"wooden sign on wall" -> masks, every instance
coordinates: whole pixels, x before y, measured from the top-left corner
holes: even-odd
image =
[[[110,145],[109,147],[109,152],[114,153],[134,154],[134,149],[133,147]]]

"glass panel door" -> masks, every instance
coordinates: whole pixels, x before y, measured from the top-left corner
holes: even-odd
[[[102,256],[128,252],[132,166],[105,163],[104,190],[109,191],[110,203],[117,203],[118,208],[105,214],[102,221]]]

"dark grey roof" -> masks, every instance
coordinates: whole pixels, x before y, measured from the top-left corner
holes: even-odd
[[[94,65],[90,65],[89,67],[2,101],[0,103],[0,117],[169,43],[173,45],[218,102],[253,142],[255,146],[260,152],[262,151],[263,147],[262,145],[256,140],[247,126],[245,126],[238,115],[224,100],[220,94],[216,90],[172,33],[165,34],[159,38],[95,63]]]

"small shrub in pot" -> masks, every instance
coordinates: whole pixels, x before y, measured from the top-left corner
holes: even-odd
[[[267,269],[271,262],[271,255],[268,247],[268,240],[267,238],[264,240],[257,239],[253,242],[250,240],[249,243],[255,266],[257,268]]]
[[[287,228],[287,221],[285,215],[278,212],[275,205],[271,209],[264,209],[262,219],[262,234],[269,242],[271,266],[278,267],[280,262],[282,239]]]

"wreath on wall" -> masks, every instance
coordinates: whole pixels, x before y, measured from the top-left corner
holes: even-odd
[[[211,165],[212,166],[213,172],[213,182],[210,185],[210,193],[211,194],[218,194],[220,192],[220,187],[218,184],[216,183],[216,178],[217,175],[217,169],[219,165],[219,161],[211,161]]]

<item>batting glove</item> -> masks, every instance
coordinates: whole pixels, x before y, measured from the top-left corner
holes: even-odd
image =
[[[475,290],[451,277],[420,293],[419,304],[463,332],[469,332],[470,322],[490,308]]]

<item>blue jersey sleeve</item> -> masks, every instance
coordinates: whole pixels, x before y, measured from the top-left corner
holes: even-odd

§ WRITTEN TASK:
Set down the entries above again, word for word.

§ SOLUTION BELOW:
"wooden sign on wall" -> masks, every instance
coordinates: whole pixels, x before y, measured from the top-left corner
holes: even-odd
image =
[[[110,145],[109,147],[109,152],[114,153],[134,154],[134,149],[133,147]]]

"glass panel door" -> masks, every instance
coordinates: whole pixels, x before y, measured from the top-left corner
holes: even-odd
[[[102,256],[128,252],[132,166],[105,163],[104,190],[109,191],[110,203],[117,203],[118,208],[105,214],[102,221]]]

"dark grey roof" -> masks, every instance
coordinates: whole pixels, x before y, measured from the top-left corner
holes: even-odd
[[[94,65],[90,65],[89,67],[2,101],[0,103],[0,117],[169,43],[173,45],[218,102],[253,142],[255,146],[260,152],[262,151],[263,147],[262,145],[256,140],[247,126],[245,126],[238,115],[224,100],[220,94],[216,90],[172,33],[165,34],[159,38],[95,63]]]

"small shrub in pot" -> masks, every instance
coordinates: whole pixels, x before y, measured from the top-left corner
holes: even-odd
[[[267,269],[271,262],[271,255],[268,247],[268,240],[267,238],[264,240],[257,239],[253,242],[250,240],[249,243],[255,266],[257,268]]]
[[[287,228],[287,221],[285,215],[278,212],[275,205],[271,209],[264,209],[262,219],[262,234],[269,242],[271,266],[278,267],[280,262],[282,239]]]

"wreath on wall" -> masks, every instance
coordinates: whole pixels, x before y, measured from the top-left corner
holes: even-odd
[[[211,165],[212,166],[213,172],[213,182],[210,185],[210,193],[211,194],[218,194],[220,192],[220,187],[218,184],[216,183],[216,178],[217,175],[217,169],[219,165],[219,161],[211,161]]]

<item>batting glove</item> -> masks, every instance
coordinates: whole pixels, x before y, measured from the top-left corner
holes: even-odd
image =
[[[475,290],[451,277],[420,293],[419,304],[463,332],[469,332],[470,322],[490,308]]]

<item>blue jersey sleeve</item> -> masks, every instance
coordinates: whole pixels, x before y, measured from the top-left corner
holes: even-odd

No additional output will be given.